Travaux écrits:
(a) Traduisez en anglais cette phrase du texte sur les cloches : « Cette riche sémiologie sonore était partie intégrante d’un ancien régime de l’information villageoise. »
(b) Reproduisez fidèlement, dans le texte sur les cloches, le passage qui s’ouvre sur les mots « Photo Larry Costales Unsplash » et se clôt sur « rural européen d’hier. ».

Section du texte:
Photo Larry Costales Unsplash
Photo Larry Costales sur Unsplash

Après être parties à Rome, elles en sont revenues le matin de Pâques afin d’annoncer la joie de la Résurrection ! Enfin, c’est ce que l’on disait jadis aux enfants pour leur expliquer le silence des cloches durant la Semaine sainte et l’usage parfois immodéré des crécelles en guise de substitution.
Cette absence momentanée des sons familiers qui traversaient et emplissaient quotidiennement le ciel villageois, puis leur retour tant attendu, soulignent la place essentielle des cloches dans le monde rural européen d’hier.

À preuve dans le christianisme. Avec le navire, elles étaient le seul objet plus ou moins anthropomorphisé. Chacune d’entre elles recevait plusieurs noms, bénéficiait au moins d’une marraine et avait droit, sinon à un baptême, du moins à une bénédiction publique et festive. En raison des fonctions qu’elles remplissaient, on a même pu parler de civilisation campanaire. Au faîte du clocher, lui-même souvent au centre du village, elles diffusaient un ensemble très divers de sonorités : tintement, volée, carillon, glas selon les nécessités.

Les Cloches De Notre Dame
Cloches de Notre-Dame (Emmanuel, Marie, Marcel, Étienne, Anne-Geneviève, …)

En effet, la cloche répondait à plusieurs usages religieux, sociaux et culturels. D’une part, « la voix de Dieu » appelait aux offices dominicaux, marquait par l’angélus le début et la fin de la journée, accompagnait la sortie des célébrations de baptême, de mariage ou de sépulture. D’autre part, elle était censée éloigner les orages qui menaçaient les récoltes et ouvrir aux âmes les chemins du Ciel. Enfin, elle remplissait une fonction sociale fondamentale en indiquant le début du glanage ou des vendanges, la tenue du marché, l’arrivée du percepteur ou en annonçant des évènements nationaux comme la mort de Louis XVIII en 1824 ou la mobilisation des soldats lors des déclarations de guerre. Sans oublier la cloche-panique du tocsin qui alertait sur le déclenchement d’un incendie, sur l’approche réelle ou illusoire des brigands comme lors de la Grande Peur de 1789 ou signalait l’avancée menaçante de troupes ennemies comme en 1815, 1870 ou 1914. Cette riche sémiologie sonore était partie intégrante d’un ancien régime de l’information villageoise. D’où la résistance farouche des habitants lors de la dépenaison des cloches afin de les faire fondre pour les transformer en canon.

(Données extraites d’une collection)
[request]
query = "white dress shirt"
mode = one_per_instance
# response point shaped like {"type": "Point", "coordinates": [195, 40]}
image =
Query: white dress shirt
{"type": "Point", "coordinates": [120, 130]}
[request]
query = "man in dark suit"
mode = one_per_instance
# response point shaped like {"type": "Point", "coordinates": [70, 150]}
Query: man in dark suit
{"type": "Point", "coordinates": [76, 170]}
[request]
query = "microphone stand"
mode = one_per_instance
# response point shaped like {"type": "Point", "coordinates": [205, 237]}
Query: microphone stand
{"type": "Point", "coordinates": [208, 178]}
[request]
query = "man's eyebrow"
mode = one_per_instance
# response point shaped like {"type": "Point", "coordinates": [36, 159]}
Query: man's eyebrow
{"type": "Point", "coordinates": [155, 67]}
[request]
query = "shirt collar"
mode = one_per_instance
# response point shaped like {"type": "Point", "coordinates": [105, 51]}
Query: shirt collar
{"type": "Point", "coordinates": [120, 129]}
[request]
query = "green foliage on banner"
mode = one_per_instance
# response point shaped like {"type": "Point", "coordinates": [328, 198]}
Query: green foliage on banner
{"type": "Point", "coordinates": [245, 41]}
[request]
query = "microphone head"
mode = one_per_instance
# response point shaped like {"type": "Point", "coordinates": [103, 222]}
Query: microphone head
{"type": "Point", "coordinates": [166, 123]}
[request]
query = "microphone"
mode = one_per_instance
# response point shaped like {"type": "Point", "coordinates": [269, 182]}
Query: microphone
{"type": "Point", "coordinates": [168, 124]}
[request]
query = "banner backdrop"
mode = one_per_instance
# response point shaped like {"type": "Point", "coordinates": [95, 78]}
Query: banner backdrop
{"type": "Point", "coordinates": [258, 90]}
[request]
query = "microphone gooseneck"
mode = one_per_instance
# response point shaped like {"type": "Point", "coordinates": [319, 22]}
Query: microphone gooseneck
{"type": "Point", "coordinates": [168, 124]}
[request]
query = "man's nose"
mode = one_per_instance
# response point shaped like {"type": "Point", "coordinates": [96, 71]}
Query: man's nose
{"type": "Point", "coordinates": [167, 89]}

Corrigé de l'exercice:
(a) This rich sonic semiology was an integral part of a former regime of village information.

(b)
Photo Larry Costales Unsplash
Photo Larry Costales sur Unsplash

Après être parties à Rome, elles en sont revenues le matin de Pâques afin d’annoncer la joie de la Résurrection ! Enfin, c’est ce que l’on disait jadis aux enfants pour leur expliquer le silence des cloches durant la Semaine sainte et l’usage parfois immodéré des crécelles en guise de substitution.
Cette absence momentanée des sons familiers qui traversaient et emplissaient quotidiennement le ciel villageois, puis leur retour tant attendu, soulignent la place essentielle des cloches dans le monde rural européen d’hier.